▸ **Directions**:
a: In the drugged driving text, which section of the Maryland Code of Transportation governs drugged driving in Maryland?
b: Return the passage of the drugged driving text starting at "In plain English, this" and ending at "driving a vehicle.".
c: List the things the drugged driving text says a defendant can be liable for if unable to prove they were driving safely.
START Exercise text
Although all of us are aware of the dangers of driving under the influence of alcohol, driving under the influence of legal or illegal drugs can be just as dangerous. Drugged driving can be defined as driving a vehicle while under the influence of a drug that renders the driver incapable of driving. Recent research shows that drugs such as marijuana double the likelihood that a driver will be in a car accident. And this definition of drugged driving is not just limited to illegal drugs, but also includes driving under the influence of legal drugs, such as a prescription drug, if it impairs the ability of a person to drive.
A recent article from U.S. News and World Report further highlights the dangers of driving under the influence of drugs, claiming that being under the influence of a drug triples the driver’s risk of being involved in a fatal accident. And although Maryland has fewer incidences of drugged driving than most other states, the National Survey on Drug Use and Health still reports that about 4 percent of Maryland residents over the age of 16 had driven under the influence of illicit drugs during the past year. This statistic would be higher if it included driving under the influence of legal drugs.
If you or a loved one have been injured in a car accident with a drugged driver, an experienced Maryland car accident attorney will be able to advise you about whether you have a potential claim under Maryland drugged driving law.
Maryland Law and Drugged Driving
Section 21-902 of the Maryland Code of Transportation governs drugged driving in Maryland. The law makes it a criminal offense if a person:
- Drives any vehicle while so far impaired by any drug, any combination of drugs, or a combination of one or more drugs and alcohol that he cannot drive a vehicle safely, or
- Drives or attempts to drive any vehicle while the person is impaired by any controlled dangerous substance.
In plain English, this means that if a person drives while under a “controlled dangerous substance” (which includes an illegal drug, such as marijuana), that person is guilty of drugged driving. Moreover, if a person is so far impaired by any drug (including a legal drug) that he cannot drive a vehicle safely, that person is guilty of drugged driving. However, if the drug was a legal drug, the person can present an affirmative defense that they did not know it would make them incapable of safely driving a vehicle.
If a person is in violation of the Maryland drugged driving statute, they are presumed to be negligent per se. This means that under Maryland personal injury law, there is a presumption that the driver who violated the drugged driving was negligent. A presumption can be very important in a personal injury case because it shifts the burden of proof, which typically rests with the plaintiff, to the defendant.
For example, if you or a loved one were injured in a car accident and can prove that the other driver violated Maryland drugged driving law, it is then up to the defendant to prove that they were driving safely and should not be liable for your injuries. If the defendant is unable to do this, they can be liable for the injured person’s medical bills, lost wages, and pain and suffering.
END Exercise text
START Provided information
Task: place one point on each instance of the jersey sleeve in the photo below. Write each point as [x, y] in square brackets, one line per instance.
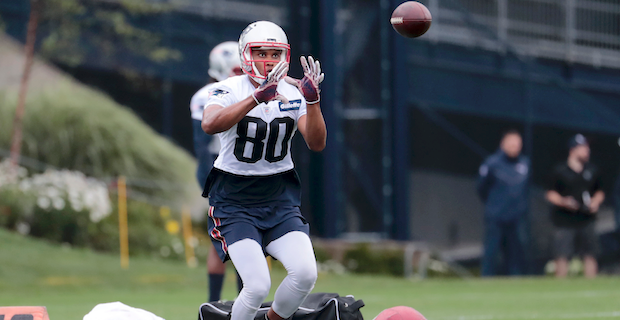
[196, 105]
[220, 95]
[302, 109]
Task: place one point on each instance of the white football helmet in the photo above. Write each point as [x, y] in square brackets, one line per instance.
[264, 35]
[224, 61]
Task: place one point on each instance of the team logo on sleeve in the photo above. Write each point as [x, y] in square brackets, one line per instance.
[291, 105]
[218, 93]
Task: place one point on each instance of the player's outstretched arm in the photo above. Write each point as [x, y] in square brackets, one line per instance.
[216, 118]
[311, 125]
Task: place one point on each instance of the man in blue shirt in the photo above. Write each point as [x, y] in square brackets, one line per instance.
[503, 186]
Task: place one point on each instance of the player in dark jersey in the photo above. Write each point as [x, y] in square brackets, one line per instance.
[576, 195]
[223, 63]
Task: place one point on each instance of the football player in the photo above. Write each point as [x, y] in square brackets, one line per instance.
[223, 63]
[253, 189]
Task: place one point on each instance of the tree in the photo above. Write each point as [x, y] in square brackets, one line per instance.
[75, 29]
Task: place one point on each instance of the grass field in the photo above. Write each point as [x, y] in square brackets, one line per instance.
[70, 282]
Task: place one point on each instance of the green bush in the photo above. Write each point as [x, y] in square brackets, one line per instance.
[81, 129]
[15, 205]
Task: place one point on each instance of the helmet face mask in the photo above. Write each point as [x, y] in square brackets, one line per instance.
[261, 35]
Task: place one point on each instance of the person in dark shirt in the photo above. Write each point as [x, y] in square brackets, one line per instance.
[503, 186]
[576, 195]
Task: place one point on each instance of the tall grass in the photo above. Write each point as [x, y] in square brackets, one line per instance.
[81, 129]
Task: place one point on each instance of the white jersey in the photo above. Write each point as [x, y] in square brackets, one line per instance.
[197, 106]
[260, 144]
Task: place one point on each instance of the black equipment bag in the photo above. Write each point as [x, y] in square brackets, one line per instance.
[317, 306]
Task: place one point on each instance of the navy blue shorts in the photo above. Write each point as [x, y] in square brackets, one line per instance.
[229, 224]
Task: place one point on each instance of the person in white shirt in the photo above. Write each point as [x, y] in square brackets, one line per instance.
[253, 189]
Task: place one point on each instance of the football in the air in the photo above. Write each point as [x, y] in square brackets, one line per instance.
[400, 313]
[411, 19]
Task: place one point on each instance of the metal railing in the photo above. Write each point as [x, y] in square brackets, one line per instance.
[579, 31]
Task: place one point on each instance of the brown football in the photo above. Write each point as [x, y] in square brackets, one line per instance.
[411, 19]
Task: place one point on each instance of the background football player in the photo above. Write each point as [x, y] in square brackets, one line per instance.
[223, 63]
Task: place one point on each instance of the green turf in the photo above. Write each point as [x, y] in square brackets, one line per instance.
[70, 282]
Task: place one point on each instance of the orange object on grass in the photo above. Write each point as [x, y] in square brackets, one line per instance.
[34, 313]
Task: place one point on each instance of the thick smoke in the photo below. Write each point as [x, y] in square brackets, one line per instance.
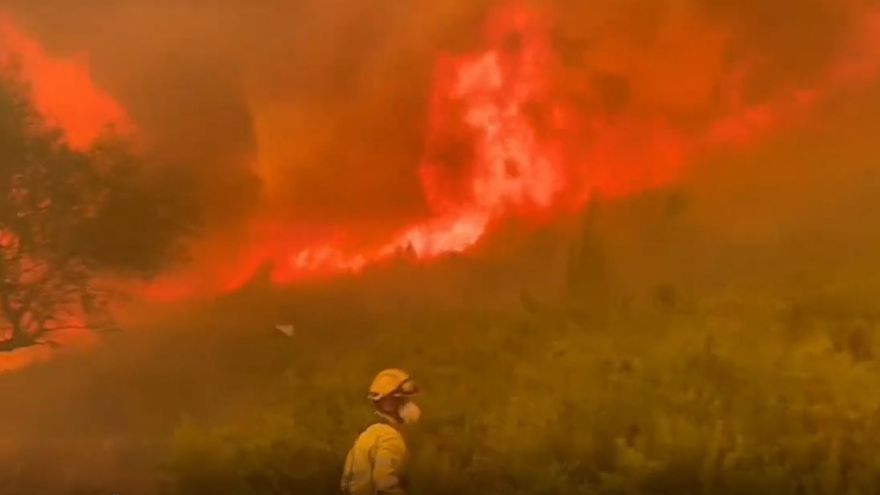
END Provided information
▸ **Responses in order**:
a: Section 21-902

b:
In plain English, this means that if a person drives while under a “controlled dangerous substance” (which includes an illegal drug, such as marijuana), that person is guilty of drugged driving. Moreover, if a person is so far impaired by any drug (including a legal drug) that he cannot drive a vehicle safely, that person is guilty of drugged driving. However, if the drug was a legal drug, the person can present an affirmative defense that they did not know it would make them incapable of safely driving a vehicle.

c: The injured person's medical bills, lost wages, and pain and suffering